== Données de la tâche ==
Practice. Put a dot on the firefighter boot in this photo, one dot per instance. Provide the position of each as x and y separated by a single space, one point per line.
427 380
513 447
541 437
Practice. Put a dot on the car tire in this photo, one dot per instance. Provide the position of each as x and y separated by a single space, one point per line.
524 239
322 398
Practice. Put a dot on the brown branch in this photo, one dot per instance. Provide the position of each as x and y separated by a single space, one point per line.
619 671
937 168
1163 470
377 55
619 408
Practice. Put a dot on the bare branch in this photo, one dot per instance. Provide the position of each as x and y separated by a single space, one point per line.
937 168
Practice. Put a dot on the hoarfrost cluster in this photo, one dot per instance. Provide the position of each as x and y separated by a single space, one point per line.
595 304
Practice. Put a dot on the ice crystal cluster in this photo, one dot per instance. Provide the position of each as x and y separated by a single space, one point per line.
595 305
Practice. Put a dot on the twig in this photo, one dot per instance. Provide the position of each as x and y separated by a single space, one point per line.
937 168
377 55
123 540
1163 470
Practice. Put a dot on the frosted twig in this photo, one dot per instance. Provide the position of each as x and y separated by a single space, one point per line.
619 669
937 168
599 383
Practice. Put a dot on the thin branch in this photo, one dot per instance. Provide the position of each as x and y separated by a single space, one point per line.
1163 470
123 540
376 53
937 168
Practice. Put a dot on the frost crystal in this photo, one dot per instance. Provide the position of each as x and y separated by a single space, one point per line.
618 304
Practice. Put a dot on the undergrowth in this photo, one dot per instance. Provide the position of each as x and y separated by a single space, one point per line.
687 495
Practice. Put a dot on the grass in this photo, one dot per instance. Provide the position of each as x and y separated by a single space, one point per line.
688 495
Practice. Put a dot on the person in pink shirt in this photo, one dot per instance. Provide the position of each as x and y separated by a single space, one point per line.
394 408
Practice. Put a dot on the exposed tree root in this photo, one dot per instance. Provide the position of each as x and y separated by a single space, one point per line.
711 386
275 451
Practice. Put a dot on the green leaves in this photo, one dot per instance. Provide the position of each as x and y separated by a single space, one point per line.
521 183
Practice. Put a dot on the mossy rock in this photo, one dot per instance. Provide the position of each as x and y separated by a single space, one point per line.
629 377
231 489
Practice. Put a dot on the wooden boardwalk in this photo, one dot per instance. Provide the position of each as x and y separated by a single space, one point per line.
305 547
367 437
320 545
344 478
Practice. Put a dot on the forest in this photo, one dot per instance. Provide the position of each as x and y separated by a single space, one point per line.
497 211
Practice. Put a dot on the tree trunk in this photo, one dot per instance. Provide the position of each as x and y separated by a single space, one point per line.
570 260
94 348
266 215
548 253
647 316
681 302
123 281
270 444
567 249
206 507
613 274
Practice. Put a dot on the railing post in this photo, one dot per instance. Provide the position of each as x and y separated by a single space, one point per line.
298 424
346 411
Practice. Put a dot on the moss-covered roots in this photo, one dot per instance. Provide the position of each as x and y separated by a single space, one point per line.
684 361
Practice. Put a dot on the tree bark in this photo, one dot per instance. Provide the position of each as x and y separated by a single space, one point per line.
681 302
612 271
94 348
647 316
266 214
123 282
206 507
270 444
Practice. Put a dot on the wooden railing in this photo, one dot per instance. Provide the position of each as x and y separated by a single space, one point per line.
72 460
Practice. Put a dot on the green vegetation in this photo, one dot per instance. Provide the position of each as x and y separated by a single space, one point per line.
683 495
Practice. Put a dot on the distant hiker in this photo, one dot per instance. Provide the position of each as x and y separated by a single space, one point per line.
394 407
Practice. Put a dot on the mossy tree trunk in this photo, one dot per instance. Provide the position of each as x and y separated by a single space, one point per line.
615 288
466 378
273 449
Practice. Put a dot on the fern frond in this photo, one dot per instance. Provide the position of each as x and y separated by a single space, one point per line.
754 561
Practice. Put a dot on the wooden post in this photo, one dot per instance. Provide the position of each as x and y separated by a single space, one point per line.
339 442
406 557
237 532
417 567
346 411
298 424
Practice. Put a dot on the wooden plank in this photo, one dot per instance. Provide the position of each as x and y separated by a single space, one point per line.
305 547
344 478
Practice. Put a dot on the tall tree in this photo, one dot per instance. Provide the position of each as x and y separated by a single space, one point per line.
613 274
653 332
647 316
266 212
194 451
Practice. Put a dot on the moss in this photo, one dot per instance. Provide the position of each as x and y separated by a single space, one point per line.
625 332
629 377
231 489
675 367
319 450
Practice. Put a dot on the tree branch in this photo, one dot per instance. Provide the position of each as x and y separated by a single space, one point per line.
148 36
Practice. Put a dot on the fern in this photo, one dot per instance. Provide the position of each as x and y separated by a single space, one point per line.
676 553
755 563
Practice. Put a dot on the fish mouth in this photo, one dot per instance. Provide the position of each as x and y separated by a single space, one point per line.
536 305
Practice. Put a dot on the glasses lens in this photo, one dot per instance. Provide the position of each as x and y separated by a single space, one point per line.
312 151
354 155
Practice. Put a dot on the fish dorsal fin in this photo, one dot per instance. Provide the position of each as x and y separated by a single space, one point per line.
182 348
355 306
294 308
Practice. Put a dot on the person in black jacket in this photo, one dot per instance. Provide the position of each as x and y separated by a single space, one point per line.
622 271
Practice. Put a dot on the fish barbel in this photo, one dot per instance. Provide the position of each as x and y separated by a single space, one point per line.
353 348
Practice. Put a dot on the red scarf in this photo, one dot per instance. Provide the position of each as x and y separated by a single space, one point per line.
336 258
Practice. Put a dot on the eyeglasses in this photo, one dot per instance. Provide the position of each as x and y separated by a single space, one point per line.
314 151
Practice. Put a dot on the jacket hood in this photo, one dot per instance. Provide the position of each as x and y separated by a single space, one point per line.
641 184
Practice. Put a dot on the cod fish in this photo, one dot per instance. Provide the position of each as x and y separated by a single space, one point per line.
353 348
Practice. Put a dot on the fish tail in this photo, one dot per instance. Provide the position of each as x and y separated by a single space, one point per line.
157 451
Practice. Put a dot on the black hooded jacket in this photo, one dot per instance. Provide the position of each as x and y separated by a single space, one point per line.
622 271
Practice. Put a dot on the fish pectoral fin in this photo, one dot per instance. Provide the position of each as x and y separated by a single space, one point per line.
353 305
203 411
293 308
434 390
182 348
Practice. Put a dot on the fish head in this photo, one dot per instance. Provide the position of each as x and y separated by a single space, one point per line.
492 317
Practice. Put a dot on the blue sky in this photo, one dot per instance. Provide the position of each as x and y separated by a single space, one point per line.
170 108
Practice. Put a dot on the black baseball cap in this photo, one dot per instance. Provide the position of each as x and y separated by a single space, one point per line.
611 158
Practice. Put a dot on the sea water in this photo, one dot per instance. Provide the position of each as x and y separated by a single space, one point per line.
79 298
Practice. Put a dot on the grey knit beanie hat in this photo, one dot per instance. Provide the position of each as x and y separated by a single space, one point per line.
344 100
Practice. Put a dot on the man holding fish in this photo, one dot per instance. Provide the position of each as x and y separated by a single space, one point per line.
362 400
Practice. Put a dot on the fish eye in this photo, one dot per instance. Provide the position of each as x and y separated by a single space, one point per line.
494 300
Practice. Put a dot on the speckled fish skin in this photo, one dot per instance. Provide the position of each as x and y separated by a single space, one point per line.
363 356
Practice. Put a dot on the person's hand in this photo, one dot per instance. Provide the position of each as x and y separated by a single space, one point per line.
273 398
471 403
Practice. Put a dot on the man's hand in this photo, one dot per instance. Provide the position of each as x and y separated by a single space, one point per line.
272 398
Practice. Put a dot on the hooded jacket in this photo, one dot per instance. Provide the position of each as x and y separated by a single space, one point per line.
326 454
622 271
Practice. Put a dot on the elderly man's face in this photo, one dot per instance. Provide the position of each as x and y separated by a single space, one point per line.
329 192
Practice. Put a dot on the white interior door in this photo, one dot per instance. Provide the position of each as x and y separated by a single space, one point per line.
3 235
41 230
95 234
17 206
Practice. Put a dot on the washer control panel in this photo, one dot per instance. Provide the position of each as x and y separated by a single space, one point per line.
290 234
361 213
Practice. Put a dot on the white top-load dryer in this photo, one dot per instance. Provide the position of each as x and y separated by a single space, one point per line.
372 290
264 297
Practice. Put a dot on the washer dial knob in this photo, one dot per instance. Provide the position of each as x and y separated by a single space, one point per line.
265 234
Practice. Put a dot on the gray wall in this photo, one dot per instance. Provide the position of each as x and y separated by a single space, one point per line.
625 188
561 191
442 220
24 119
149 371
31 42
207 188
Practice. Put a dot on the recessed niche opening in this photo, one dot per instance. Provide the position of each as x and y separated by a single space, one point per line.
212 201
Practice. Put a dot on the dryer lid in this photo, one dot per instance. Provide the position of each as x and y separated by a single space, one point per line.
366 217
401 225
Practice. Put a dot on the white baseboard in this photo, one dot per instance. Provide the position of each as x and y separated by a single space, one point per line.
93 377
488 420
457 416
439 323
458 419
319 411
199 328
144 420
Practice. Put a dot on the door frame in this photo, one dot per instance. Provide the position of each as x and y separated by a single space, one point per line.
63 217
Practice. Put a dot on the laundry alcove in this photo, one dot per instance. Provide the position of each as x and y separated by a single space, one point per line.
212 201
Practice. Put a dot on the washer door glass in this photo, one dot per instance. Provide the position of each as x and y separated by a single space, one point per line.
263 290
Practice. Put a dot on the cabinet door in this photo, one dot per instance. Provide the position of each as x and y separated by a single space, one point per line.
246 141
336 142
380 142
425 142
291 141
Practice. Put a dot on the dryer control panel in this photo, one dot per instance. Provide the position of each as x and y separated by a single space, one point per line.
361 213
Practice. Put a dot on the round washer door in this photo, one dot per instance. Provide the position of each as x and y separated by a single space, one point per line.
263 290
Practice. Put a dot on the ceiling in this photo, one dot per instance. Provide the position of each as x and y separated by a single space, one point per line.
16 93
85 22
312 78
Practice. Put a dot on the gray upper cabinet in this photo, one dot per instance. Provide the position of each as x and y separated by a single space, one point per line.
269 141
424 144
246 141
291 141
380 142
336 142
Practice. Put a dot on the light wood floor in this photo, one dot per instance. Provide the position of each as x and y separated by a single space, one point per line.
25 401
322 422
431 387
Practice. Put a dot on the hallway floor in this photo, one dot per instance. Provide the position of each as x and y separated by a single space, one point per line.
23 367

== Consigne ==
Extrayez des entrées ci-dessus les lignes qui vont de celle contenant "Practice. Put a dot on the round" jusqu'à la dernière ligne des entrées, ces deux lignes comprises. Recopiez-les sans aucune modification.

== Solution ==
Practice. Put a dot on the round washer door in this photo, one dot per instance. Provide the position of each as x and y separated by a single space, one point per line.
263 290
Practice. Put a dot on the ceiling in this photo, one dot per instance. Provide the position of each as x and y separated by a single space, one point per line.
16 93
85 22
312 78
Practice. Put a dot on the gray upper cabinet in this photo, one dot per instance. Provide the position of each as x and y separated by a single space, one point per line.
269 141
424 144
246 141
291 141
380 142
336 142
Practice. Put a dot on the light wood floor in this photo, one dot per instance. Provide the position of each as x and y separated by a single space, one point per line.
25 401
322 422
431 387
Practice. Put a dot on the hallway floor in this photo, one dot per instance. Provide the position of each as x and y separated by a single space, one point per line.
23 367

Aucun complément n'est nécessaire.